◆ **Ejercicios por resolver**:
1) En el relato de la mujer indígena de Nariño, ¿en qué libro se incluye la historia y quién lo publicó?
2) Prosigue el relato de la mujer indígena de Nariño a partir de su última oración.

Esta es la historia de una mujer indígena de Nariño desplazada por cuenta del conflicto armado. Habla sobre su búsqueda por ser alguien y sobre su pueblo. El relato hace parte del libro Contadoras de Historias, publicado por el Centro de Pensamiento y Diálogo Político.

Contadoras de Historias
28 de septiembre de 2020 - 02:00 a. m.
Contadoras de Historias: Desde el territorio hasta la urbe con esperanza de paz

Por: Mujer Indígena del Pueblo de los Pastos

Eran las nueve de la noche, ya estaba acostada, pues dormir temprano es una de las costumbres en el territorio de los Pastos. No había nadie más en casa, solo yo, y no lograba conciliar el sueño, un miedo extraño invadía mi cuerpo y agudizaba mis sentidos. Se preguntarán ¿miedo de qué o a qué?, desconocido hasta el momento, pero como decían las abuelas cuando va a pasar algo malo, el indígena lo presiente.

Y sí, una vez más se cumplían las sabias palabras de nuestras sabedoras. De repente, los perros ladraban y las vacas en el corral se asustaban. Nosotras aprendimos desde pequeñas a distinguir cómo reaccionan los animales a la presencia de desconocidos. Entonces, en medio de la oscuridad me levanté y caminé por la cocina, me acerqué a la ventana y miré en la entrada hacia la casa, varias sombras confusas entre los árboles, varios cuerpos que la oscuridad de la noche impedía identificar, sentí más miedo, dado que no era una hora apropiada para recibir visitas.

◆ **Listado**:

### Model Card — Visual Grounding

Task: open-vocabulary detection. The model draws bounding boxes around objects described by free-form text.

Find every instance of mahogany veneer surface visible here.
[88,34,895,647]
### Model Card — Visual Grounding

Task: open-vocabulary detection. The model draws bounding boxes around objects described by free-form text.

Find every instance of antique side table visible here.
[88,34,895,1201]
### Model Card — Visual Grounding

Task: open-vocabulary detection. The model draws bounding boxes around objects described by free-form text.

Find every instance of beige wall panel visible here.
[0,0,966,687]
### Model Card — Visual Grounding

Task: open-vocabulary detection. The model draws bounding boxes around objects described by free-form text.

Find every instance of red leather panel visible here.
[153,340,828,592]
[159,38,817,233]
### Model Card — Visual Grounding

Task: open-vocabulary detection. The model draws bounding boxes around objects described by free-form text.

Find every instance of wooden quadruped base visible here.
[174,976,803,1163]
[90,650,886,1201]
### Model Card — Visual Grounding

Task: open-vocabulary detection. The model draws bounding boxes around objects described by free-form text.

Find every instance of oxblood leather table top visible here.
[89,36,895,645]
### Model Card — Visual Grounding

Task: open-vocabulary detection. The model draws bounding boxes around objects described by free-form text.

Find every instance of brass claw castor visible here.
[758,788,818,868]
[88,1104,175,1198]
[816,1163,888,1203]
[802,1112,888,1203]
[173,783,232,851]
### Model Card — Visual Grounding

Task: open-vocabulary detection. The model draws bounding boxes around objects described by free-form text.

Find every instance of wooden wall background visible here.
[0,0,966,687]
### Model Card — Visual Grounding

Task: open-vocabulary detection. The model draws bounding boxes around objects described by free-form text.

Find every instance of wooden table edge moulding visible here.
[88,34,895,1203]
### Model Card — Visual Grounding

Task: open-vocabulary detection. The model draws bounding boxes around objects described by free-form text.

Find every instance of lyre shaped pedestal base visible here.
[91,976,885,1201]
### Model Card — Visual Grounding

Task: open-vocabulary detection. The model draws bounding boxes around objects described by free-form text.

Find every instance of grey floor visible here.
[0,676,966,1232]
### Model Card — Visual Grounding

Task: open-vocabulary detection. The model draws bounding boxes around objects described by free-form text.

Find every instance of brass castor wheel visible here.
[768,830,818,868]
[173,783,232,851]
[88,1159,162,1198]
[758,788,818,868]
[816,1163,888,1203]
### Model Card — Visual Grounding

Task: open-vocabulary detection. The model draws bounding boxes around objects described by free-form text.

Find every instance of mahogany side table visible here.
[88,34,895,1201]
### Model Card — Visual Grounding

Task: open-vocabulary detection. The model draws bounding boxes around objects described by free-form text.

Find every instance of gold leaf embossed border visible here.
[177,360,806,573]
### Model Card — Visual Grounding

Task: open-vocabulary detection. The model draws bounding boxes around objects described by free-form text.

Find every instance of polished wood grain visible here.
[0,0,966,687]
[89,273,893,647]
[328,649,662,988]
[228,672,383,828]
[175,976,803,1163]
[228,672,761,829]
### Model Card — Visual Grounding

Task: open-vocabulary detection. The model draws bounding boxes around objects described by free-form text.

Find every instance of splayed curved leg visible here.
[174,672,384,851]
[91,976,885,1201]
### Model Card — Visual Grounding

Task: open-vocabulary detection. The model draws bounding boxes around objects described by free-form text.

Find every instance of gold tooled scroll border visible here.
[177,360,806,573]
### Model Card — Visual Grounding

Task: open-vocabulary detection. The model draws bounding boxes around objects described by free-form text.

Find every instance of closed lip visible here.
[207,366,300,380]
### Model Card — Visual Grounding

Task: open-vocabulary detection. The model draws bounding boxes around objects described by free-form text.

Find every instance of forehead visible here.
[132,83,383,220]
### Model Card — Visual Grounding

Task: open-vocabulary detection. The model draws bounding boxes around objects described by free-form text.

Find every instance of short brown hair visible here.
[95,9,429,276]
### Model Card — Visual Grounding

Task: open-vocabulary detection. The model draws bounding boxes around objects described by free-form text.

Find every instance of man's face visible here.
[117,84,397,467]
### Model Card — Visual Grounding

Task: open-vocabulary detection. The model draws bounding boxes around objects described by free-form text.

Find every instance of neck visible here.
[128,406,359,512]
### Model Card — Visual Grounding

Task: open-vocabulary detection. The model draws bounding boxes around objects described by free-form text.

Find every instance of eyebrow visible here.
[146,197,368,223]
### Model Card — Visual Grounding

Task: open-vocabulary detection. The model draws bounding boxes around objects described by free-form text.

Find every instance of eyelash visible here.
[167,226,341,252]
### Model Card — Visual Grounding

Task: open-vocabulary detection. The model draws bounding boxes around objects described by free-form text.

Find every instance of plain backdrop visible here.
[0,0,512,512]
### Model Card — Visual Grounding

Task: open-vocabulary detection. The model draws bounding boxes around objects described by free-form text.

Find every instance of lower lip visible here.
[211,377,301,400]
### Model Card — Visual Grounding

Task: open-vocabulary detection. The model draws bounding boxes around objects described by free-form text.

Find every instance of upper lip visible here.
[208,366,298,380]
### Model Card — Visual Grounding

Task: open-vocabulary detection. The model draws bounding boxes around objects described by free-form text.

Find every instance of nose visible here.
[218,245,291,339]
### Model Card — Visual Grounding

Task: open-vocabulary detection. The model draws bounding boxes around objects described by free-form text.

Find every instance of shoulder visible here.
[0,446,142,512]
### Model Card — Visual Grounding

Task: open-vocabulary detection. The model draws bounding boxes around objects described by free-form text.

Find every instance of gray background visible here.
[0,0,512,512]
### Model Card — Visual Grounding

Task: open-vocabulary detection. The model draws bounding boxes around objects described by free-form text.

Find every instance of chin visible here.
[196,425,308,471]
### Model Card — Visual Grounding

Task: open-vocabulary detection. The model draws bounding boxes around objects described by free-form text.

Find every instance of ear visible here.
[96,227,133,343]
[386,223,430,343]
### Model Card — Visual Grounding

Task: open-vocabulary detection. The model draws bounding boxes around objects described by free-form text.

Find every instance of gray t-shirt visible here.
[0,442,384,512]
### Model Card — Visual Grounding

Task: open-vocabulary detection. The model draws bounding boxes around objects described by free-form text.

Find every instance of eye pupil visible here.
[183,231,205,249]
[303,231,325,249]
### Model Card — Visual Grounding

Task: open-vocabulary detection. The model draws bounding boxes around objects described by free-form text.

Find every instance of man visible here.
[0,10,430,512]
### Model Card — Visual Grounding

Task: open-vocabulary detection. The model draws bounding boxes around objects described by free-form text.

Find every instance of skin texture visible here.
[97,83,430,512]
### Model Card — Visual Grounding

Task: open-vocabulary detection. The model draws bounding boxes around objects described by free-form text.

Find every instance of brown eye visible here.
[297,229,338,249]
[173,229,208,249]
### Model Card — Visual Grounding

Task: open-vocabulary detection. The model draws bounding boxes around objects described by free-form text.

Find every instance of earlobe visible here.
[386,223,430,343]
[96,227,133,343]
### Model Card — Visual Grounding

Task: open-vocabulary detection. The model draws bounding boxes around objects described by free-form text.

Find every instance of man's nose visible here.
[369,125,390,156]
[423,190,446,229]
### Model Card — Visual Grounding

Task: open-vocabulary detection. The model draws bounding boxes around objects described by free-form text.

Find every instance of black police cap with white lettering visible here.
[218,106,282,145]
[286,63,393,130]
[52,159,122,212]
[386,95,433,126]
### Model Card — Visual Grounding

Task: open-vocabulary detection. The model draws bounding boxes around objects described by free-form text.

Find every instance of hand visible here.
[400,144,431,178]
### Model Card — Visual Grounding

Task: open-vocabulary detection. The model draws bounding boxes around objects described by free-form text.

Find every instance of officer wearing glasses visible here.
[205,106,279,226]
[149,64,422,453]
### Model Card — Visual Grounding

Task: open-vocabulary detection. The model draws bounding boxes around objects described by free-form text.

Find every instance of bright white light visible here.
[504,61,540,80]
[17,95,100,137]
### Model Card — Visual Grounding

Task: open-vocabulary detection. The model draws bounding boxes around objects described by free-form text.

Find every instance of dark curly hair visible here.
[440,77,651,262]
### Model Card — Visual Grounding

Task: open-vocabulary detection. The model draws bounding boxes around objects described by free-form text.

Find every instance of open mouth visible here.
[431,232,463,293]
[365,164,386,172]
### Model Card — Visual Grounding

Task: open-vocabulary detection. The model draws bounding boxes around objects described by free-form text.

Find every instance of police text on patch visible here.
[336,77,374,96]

◆ **Respuestas por ejercicio**:
1) En el libro Contadoras de Historias, publicado por el Centro de Pensamiento y Diálogo Político.

2)
Dichos visitantes cargaban, consigo una especie de bastones largos, ¿bastones? No, no eran simples e inofensivos tallados de madera, eran armas de fuego, puesto que con el paso de los años me di cuenta qué era lo que realmente llevaban consigo. No eran ladrones o cuatreros como se les conoce en otras regiones del país. Ellos tenían otro fin, pues llamaban a mi padre por su nombre como si lo conocieran, pero él, aquella noche fría aún no llegaba a casa, se había tardado en reunión con las demás autoridades del cabildo, quienes estaban preocupados tratando de encontrar respuestas a la presencia de grupos insurgentes en el territorio, y por asesinatos de comuneros que se habían dado durante las últimas semanas. Al percatarse que el objetivo de ellos no se encontraba en el lugar, le dejaron un mensaje: teníamos 24 horas para abandonar nuestra casa. Cómo olvidar ese momento.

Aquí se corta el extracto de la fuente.